Exercises to complete:
1) Can you duplicate the article on the Texas abortion debate word for word, everything from "During a panel" down to "safety is false."?
2) Can you finish out the next part of the article on the Texas abortion debate, picking up right after its final sentence?

Provided text:
○ ○ ○ ○ ○ ○ ○
*Editor's note: This story has been updated throughout.
Two weeks after news emerged that state Sen. Wendy Davis terminated two pregnancies for medical reasons, another Texas legislator talked about her own abortion during a heated debate Saturday on women’s health.
During a panel discussion at The Texas Tribune Festival, state Rep. Dawnna Dukes, D-Austin, revealed that she has had an abortion. After Dukes argued that there are false perceptions about the psychological effects of abortion, Republican Molly White, who is running unopposed to represent House District 55, said that women who have not had abortions don’t have the same understanding about the effects of the procedure.
“To the world, I had an abortion,” Dukes shot back, adding that she had not suffered from any psychological effects because of the procedure. White, who has had two abortions, said her experience had led to drug and alcohol abuse and suicidal thoughts.
During the panel, Dukes also criticized recent abortion regulations passed by the Republican-led Legislature, saying the argument that the regulations are about women’s safety is false.
○ ○ ○ ○ ○ ○ ○
Information given:
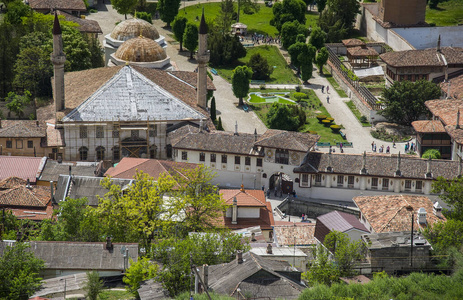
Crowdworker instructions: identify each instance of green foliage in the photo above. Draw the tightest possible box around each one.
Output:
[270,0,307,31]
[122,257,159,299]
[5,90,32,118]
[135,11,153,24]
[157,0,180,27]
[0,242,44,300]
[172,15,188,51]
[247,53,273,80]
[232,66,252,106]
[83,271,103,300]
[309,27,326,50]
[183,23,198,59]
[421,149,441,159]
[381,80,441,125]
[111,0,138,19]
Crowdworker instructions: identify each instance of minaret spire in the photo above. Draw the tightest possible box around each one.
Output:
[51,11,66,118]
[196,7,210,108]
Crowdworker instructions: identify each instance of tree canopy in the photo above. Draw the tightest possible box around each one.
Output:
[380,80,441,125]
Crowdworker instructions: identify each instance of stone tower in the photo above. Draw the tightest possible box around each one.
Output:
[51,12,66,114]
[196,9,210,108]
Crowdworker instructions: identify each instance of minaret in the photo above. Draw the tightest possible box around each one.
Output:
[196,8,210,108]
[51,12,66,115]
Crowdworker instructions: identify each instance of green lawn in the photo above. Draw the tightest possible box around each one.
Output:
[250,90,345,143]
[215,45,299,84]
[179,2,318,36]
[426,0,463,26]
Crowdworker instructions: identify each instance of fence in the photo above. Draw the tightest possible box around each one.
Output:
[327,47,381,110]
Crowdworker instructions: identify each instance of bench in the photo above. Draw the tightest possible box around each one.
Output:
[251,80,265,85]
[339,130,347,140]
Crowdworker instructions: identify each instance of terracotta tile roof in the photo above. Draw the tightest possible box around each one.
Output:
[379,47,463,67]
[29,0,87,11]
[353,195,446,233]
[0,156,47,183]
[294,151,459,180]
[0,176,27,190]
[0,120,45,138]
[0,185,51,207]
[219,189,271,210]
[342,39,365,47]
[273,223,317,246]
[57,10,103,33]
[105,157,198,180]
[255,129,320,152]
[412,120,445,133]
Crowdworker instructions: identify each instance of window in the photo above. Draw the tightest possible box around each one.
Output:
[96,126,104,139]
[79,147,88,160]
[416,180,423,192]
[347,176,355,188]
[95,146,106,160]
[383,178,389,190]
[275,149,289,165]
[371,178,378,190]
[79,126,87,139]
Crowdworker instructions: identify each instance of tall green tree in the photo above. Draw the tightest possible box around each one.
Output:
○ ○ ○ ○ ○ ○ ○
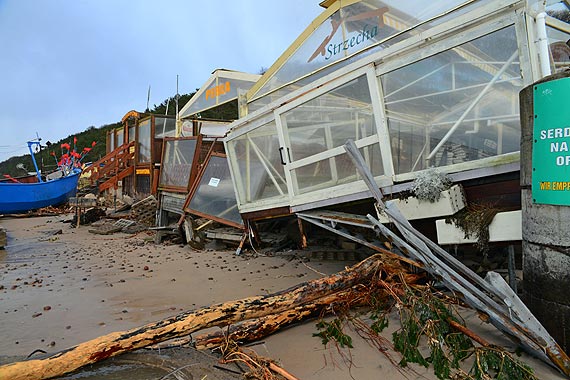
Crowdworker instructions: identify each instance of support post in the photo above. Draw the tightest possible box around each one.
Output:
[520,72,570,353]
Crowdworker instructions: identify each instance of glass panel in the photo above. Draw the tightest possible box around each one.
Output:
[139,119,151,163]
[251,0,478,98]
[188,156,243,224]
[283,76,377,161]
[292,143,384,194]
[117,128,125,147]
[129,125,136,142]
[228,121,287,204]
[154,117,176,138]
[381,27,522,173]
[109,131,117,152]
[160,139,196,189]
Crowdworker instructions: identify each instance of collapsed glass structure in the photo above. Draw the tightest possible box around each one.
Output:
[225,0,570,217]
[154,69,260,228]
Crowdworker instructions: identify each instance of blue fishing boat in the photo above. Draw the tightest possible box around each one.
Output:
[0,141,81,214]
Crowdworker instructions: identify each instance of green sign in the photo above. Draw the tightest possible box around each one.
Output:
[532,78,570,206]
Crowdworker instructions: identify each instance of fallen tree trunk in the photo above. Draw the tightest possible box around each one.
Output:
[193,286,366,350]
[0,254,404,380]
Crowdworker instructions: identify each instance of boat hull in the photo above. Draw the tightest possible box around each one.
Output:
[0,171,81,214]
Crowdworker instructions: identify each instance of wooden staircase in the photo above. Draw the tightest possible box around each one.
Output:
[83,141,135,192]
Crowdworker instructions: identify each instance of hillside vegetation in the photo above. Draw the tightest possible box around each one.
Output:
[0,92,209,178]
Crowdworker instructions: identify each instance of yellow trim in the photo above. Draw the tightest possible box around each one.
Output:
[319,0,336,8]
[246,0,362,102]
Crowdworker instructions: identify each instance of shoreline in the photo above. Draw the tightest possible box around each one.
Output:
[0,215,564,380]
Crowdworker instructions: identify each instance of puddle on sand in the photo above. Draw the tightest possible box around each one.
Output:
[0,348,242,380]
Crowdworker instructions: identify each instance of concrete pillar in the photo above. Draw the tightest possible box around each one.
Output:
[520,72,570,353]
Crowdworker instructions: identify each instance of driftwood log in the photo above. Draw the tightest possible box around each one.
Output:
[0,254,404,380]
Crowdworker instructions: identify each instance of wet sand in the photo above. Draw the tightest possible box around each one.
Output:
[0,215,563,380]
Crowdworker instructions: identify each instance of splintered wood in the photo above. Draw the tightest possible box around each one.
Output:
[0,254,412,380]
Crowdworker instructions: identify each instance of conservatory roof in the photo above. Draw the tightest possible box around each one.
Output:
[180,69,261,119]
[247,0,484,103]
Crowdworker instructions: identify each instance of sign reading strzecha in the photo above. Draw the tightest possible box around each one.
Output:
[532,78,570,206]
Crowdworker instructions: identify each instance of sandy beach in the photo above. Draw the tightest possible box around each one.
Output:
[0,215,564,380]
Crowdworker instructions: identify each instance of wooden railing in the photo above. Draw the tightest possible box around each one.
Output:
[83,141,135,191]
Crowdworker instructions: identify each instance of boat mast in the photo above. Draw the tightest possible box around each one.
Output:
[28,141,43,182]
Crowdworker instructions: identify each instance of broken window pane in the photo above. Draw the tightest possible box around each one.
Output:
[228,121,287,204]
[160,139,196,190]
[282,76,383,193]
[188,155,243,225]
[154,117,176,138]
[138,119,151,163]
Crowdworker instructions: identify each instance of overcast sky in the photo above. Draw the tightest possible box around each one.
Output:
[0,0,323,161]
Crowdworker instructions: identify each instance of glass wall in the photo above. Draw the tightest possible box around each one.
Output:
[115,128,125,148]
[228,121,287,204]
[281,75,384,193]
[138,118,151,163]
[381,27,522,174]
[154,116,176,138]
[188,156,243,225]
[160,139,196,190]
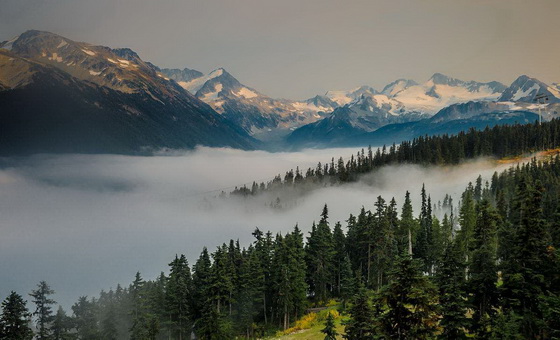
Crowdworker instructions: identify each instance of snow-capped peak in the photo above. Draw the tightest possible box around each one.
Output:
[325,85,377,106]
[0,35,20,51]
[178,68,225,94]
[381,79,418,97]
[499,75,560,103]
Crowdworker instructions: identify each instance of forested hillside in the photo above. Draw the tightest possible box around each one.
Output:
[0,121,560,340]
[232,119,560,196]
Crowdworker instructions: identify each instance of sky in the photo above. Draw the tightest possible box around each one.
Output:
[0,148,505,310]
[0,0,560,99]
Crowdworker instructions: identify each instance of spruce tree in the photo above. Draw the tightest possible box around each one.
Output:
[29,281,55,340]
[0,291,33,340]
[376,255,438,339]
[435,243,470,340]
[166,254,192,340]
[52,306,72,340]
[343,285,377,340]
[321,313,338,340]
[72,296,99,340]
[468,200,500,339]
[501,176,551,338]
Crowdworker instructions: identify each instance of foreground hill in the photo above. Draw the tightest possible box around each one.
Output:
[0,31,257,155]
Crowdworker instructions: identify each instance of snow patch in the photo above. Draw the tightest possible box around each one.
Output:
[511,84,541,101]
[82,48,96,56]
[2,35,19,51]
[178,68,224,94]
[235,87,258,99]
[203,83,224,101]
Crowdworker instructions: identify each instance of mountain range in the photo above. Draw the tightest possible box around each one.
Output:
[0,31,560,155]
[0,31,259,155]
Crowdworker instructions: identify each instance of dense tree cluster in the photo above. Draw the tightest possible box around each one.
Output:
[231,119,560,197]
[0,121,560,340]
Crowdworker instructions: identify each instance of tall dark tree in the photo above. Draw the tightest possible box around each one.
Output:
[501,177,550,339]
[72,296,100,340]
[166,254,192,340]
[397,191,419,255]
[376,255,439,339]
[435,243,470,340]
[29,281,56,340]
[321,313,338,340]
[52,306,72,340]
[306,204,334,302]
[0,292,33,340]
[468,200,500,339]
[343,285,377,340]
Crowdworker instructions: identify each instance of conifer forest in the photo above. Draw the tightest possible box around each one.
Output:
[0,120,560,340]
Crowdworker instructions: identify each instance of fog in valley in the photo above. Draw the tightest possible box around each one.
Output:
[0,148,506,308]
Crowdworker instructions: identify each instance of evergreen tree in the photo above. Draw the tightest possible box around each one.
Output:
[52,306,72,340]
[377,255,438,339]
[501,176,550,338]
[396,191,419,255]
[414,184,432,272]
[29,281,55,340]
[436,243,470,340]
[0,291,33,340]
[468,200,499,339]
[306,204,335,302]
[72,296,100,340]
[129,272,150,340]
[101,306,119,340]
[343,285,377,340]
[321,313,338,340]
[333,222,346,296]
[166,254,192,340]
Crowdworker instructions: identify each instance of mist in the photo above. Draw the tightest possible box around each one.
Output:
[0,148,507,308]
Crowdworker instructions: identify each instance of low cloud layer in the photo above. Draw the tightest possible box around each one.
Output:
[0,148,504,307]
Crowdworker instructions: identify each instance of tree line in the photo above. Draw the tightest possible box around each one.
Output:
○ ○ ○ ○ ○ ○ ○
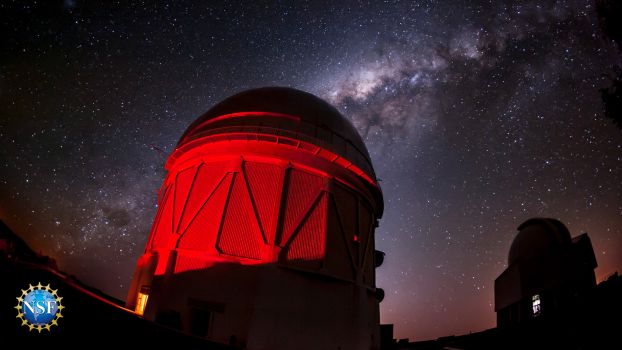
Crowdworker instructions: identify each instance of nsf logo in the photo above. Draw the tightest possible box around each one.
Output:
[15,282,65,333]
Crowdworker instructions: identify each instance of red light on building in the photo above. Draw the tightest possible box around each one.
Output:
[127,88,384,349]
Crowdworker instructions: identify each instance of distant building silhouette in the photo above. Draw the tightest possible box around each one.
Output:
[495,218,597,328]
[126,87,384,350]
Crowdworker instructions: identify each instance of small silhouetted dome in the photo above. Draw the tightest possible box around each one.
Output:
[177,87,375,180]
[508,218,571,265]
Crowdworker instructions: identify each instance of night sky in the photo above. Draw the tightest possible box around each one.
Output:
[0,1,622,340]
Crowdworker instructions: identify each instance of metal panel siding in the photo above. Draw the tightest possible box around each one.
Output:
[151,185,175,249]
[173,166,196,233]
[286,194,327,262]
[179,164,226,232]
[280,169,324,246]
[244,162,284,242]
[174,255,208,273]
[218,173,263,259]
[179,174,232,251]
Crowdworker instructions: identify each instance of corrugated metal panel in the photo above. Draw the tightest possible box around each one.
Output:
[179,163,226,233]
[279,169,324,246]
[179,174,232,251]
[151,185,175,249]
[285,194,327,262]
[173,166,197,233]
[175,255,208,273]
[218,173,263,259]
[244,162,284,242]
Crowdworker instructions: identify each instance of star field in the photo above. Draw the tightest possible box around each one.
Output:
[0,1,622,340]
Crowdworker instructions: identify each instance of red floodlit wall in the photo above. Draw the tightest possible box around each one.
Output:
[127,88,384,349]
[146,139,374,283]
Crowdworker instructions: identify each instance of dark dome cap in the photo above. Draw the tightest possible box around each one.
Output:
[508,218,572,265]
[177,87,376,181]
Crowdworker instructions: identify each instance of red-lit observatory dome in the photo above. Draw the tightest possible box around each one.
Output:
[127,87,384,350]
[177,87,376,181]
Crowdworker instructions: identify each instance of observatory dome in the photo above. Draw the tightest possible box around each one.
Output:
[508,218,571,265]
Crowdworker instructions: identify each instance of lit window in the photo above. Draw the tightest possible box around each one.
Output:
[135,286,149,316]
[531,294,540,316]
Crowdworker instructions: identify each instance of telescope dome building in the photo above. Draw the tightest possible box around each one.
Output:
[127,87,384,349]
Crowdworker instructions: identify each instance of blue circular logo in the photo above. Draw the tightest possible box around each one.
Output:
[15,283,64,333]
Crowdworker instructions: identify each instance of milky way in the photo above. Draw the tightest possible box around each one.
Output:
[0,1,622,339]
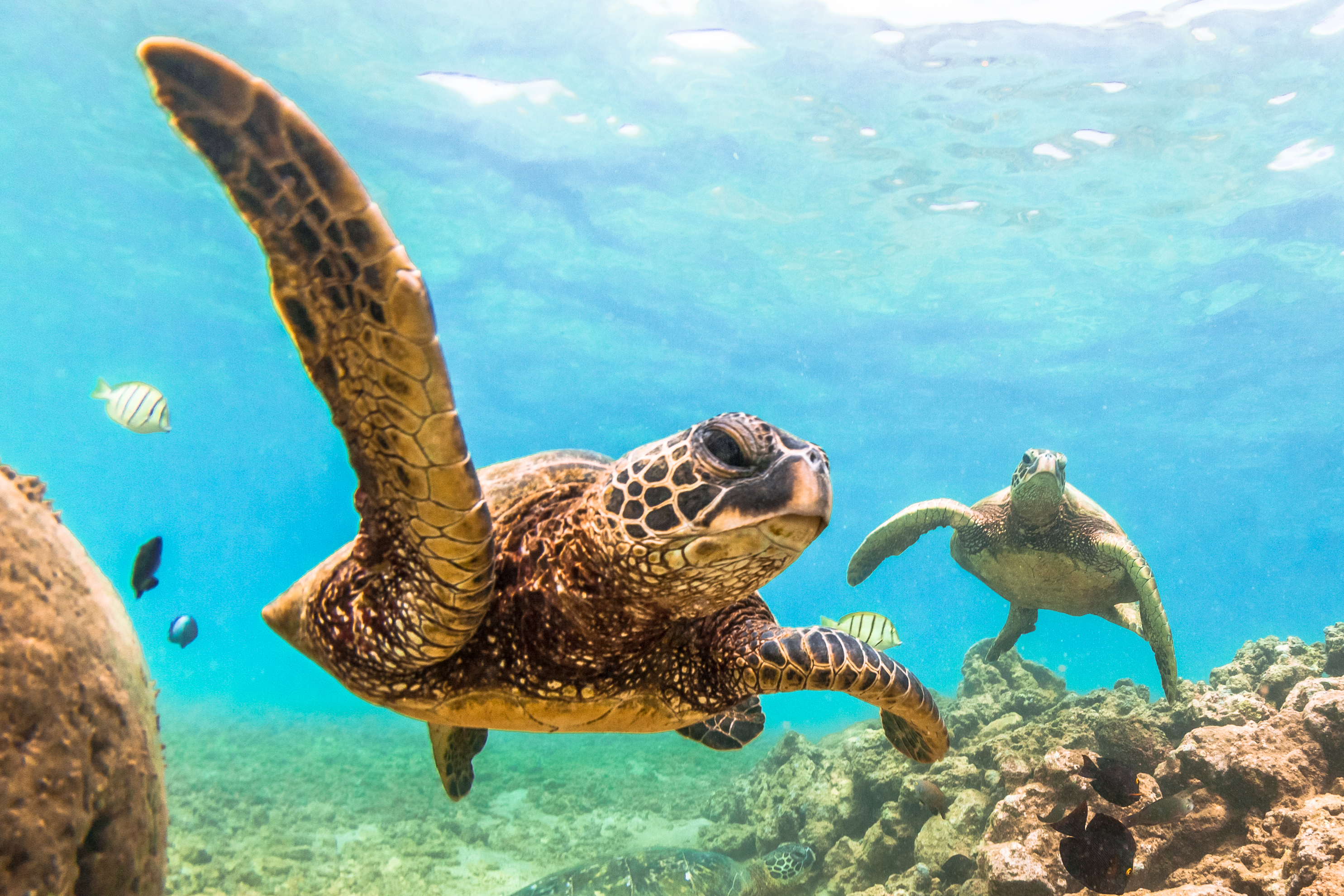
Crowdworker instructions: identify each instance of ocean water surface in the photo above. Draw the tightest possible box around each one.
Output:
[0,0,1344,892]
○ ○ ○ ○ ○ ○ ○
Numbered responses:
1)
During a panel discussion at The Texas Tribune Festival, state Rep. Dawnna Dukes, D-Austin, revealed that she has had an abortion. After Dukes argued that there are false perceptions about the psychological effects of abortion, Republican Molly White, who is running unopposed to represent House District 55, said that women who have not had abortions don’t have the same understanding about the effects of the procedure.
“To the world, I had an abortion,” Dukes shot back, adding that she had not suffered from any psychological effects because of the procedure. White, who has had two abortions, said her experience had led to drug and alcohol abuse and suicidal thoughts.
During the panel, Dukes also criticized recent abortion regulations passed by the Republican-led Legislature, saying the argument that the regulations are about women’s safety is false.

2)
“My statement was 2 counter that abortion causes women 2 become alcoholics/drug addicts,” Dukes wrote on Twitter after the panel in response to a reporter. "FALSE! Those women need counseling period.”
The politics around abortion became a focal point last summer when lawmakers proposed a new abortion law, which eventually passed as House Bill 2. The law bans abortions after 20 weeks, requires doctors who perform abortions to obtain admitting privileges at hospitals within 30 miles, and requires abortion facilities to meet the same standards as ambulatory surgical centers, including minimum sizes for rooms and doorways and having pipelines for anesthesia.
Davis filibustered the original abortion legislation last summer during a special legislative session, temporarily derailing it, but it was signed into law weeks later at a second special session.
Supporters of the law say that it offers protections that will improve women’s safety when obtaining an abortion. But opponents argue that it is only serving to shutter dozens of clinics across the state and is intended to reduce access to the procedure in the state.
A provision of HB 2 is being challenged in federal court. Days before it was set to go into effect, a federal judge overturned the admitting privileges provision. It remains unenforced, but state attorneys have asked the U.S. 5th Circuit Court of Appeals for permission to enforce the law as the lawsuit goes through the appeals process
If enacted, the final provision of the bill could leave only six or seven abortion facilities open in the state.
On Sunday, the day after her panel, Dukes posted on Facebook that she was grateful that "a safe and legal means was available when as an adult woman, I had to make the decision to have a medical procedure performed."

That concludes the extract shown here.